**WHAT IS REQUIRED**
Report every line in the data below that contains the word "wooden".

**MATERIAL TO PROCESS**
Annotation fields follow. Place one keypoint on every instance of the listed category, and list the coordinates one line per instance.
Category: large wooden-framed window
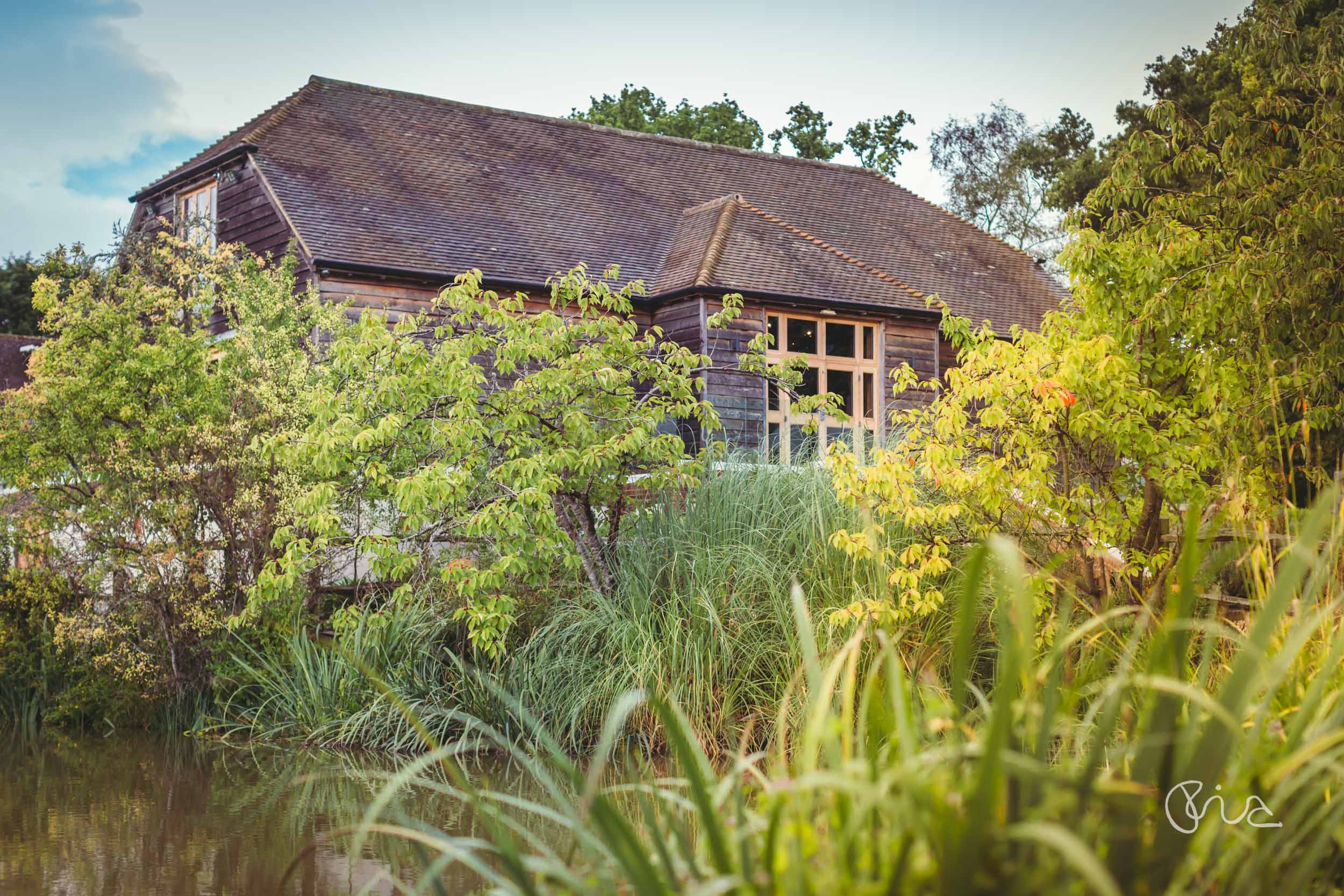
(197, 213)
(842, 359)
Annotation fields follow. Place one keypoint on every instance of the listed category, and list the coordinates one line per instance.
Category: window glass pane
(803, 447)
(803, 336)
(842, 385)
(811, 381)
(839, 340)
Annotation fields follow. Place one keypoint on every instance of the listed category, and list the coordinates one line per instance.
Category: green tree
(639, 109)
(878, 143)
(484, 451)
(1200, 315)
(807, 132)
(18, 275)
(143, 444)
(1012, 179)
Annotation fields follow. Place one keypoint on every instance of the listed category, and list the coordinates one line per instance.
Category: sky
(100, 97)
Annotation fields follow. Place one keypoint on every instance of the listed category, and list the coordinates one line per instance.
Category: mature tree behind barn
(877, 143)
(1205, 347)
(640, 109)
(1007, 175)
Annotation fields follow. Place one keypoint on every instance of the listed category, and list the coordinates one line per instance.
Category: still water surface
(140, 816)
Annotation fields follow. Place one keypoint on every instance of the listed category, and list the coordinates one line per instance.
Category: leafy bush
(65, 661)
(141, 445)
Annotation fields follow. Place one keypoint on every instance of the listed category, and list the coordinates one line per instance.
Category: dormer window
(197, 213)
(842, 359)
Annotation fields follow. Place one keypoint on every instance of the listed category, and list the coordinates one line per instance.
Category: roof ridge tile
(834, 250)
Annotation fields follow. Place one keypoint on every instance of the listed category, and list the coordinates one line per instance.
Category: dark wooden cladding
(916, 343)
(681, 321)
(738, 398)
(248, 214)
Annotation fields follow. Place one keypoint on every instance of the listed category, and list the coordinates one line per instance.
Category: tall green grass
(702, 612)
(702, 615)
(1052, 778)
(381, 685)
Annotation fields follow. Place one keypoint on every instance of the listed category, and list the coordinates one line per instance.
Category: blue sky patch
(119, 178)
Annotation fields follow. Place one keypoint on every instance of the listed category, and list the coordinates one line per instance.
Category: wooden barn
(386, 197)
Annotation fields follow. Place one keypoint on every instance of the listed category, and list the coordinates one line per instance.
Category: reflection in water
(136, 816)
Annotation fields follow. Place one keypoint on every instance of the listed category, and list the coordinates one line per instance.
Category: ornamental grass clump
(1065, 771)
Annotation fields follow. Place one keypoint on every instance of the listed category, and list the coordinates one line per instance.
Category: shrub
(143, 444)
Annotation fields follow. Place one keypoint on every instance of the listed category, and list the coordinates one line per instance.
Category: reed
(1052, 778)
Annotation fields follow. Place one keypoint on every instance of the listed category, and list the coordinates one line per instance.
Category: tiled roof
(414, 183)
(15, 353)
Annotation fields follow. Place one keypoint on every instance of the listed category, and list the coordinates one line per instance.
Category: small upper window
(198, 214)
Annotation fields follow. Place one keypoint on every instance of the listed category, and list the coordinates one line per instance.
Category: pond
(141, 816)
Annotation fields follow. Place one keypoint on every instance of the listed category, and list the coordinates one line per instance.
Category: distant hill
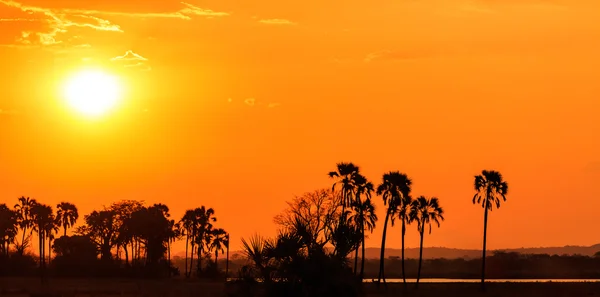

**EXERCISE RESULT**
Category: large wooden-framed window
Category: dark wooden cladding
Category: wooden barn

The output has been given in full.